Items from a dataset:
┄┄┄┄┄┄┄┄┄┄┄┄┄┄┄┄┄┄┄┄

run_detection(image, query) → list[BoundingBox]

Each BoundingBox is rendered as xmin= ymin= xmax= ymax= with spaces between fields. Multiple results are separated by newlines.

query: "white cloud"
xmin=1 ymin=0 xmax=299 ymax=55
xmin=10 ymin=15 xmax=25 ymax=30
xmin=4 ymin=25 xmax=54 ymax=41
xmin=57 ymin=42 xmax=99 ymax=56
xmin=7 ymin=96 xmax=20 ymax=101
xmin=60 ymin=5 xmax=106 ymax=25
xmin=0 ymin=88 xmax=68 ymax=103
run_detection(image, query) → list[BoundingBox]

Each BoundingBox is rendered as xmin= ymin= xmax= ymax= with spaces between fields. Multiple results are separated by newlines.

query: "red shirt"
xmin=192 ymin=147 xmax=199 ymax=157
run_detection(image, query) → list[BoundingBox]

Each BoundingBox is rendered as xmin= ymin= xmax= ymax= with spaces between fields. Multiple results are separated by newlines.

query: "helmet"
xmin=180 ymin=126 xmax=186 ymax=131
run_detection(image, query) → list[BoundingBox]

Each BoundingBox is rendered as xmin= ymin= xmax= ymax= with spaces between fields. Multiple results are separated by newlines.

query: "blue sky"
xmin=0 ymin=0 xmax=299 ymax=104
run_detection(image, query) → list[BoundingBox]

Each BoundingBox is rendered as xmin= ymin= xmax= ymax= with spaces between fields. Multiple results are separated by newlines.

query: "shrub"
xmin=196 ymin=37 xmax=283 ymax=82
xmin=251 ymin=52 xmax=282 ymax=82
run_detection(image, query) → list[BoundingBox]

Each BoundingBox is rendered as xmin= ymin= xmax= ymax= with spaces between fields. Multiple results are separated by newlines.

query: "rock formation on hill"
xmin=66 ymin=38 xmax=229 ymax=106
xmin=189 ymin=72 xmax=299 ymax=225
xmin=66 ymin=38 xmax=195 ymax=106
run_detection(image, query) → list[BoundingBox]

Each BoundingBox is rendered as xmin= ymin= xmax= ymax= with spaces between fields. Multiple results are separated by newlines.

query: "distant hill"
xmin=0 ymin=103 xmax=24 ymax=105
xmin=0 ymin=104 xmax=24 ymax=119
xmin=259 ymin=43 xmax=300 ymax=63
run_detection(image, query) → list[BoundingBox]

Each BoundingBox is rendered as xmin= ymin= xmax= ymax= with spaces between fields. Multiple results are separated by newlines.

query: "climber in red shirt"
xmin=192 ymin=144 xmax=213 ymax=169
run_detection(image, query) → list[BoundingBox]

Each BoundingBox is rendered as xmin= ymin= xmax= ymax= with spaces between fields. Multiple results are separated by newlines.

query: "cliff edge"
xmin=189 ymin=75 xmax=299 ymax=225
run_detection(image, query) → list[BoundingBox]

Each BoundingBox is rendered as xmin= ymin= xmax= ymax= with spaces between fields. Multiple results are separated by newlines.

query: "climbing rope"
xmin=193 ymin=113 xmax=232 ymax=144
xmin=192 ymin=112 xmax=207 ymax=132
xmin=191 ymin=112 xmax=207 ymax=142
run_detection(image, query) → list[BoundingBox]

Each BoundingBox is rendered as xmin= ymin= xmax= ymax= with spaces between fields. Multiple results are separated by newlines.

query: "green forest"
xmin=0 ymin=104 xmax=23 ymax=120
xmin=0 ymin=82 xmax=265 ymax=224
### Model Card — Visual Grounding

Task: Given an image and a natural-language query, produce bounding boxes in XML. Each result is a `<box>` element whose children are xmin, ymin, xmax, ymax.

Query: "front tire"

┄┄┄┄┄┄┄┄┄┄┄┄┄┄┄┄┄┄┄┄

● WHAT YOU ARE ASKED TO DO
Repeat all the data, every line exactly.

● TASK RESULT
run_detection(image, query) → list[BoundingBox]

Each BoundingBox is rendered as xmin= ymin= xmax= ymax= with spaces between fields. Multiple results are separated by newlines.

query: "white cloud"
xmin=1 ymin=0 xmax=299 ymax=55
xmin=10 ymin=15 xmax=25 ymax=30
xmin=4 ymin=25 xmax=54 ymax=41
xmin=57 ymin=42 xmax=99 ymax=56
xmin=7 ymin=96 xmax=20 ymax=101
xmin=60 ymin=5 xmax=106 ymax=25
xmin=0 ymin=88 xmax=68 ymax=103
run_detection(image, query) → list[BoundingBox]

Each BoundingBox is rendered as xmin= ymin= xmax= ymax= with spaces between fields. Multiple results are separated by newlines.

query: "red shirt"
xmin=192 ymin=147 xmax=199 ymax=157
run_detection(image, query) → list[BoundingBox]

Each BoundingBox is rendered as xmin= ymin= xmax= ymax= with spaces between fields. Multiple results are separated by newlines.

query: "helmet"
xmin=180 ymin=126 xmax=186 ymax=131
run_detection(image, query) → list[BoundingBox]

Each BoundingBox is rendered as xmin= ymin= xmax= ymax= with spaces between fields. Multiple results are separated by newlines.

query: "blue sky"
xmin=0 ymin=0 xmax=299 ymax=104
run_detection(image, query) → list[BoundingBox]

Each BoundingBox is rendered as xmin= ymin= xmax= ymax= with spaces between fields. Multiple results are separated by newlines.

query: "shrub"
xmin=196 ymin=37 xmax=283 ymax=82
xmin=251 ymin=52 xmax=282 ymax=82
run_detection(image, query) → list[BoundingBox]

Each BoundingBox is rendered as xmin= ymin= xmax= ymax= with spaces between fields. Multiple results are separated by newlines.

query: "rock formation on hill"
xmin=66 ymin=38 xmax=229 ymax=106
xmin=189 ymin=72 xmax=299 ymax=225
xmin=66 ymin=38 xmax=195 ymax=106
run_detection(image, query) → list[BoundingBox]

Each BoundingBox is rendered as xmin= ymin= xmax= ymax= with spaces between fields. Multiple results are separated by newlines.

query: "distant hill"
xmin=0 ymin=103 xmax=24 ymax=105
xmin=0 ymin=104 xmax=24 ymax=119
xmin=259 ymin=43 xmax=300 ymax=63
run_detection(image, query) → list[BoundingBox]

Each BoundingBox is rendered as xmin= ymin= xmax= ymax= with spaces between fields. Multiple results are separated by newlines.

query: "climber in red shirt"
xmin=192 ymin=144 xmax=213 ymax=169
run_detection(image, query) → list[BoundingBox]

Each BoundingBox is rendered as xmin= ymin= xmax= ymax= with spaces between fields. Multiple results are separated by newlines.

query: "cliff edge"
xmin=189 ymin=75 xmax=299 ymax=225
run_detection(image, query) → list[BoundingBox]

Each BoundingBox is rendered as xmin= ymin= xmax= ymax= with spaces between fields. Multiple results are separated by newlines.

query: "climbing rope"
xmin=193 ymin=113 xmax=232 ymax=144
xmin=192 ymin=112 xmax=207 ymax=132
xmin=191 ymin=112 xmax=207 ymax=142
run_detection(image, query) → list[BoundingBox]

Each BoundingBox is rendered as xmin= ymin= xmax= ymax= with spaces between fields. Multiple results are separated by newlines.

query: "green forest"
xmin=0 ymin=104 xmax=23 ymax=120
xmin=0 ymin=82 xmax=265 ymax=224
### Model Card — Visual Grounding

Task: Given an image and a natural-language query, produce bounding boxes in XML. Each result is a `<box>` element whose children are xmin, ymin, xmax, ymax.

Query: "front tire"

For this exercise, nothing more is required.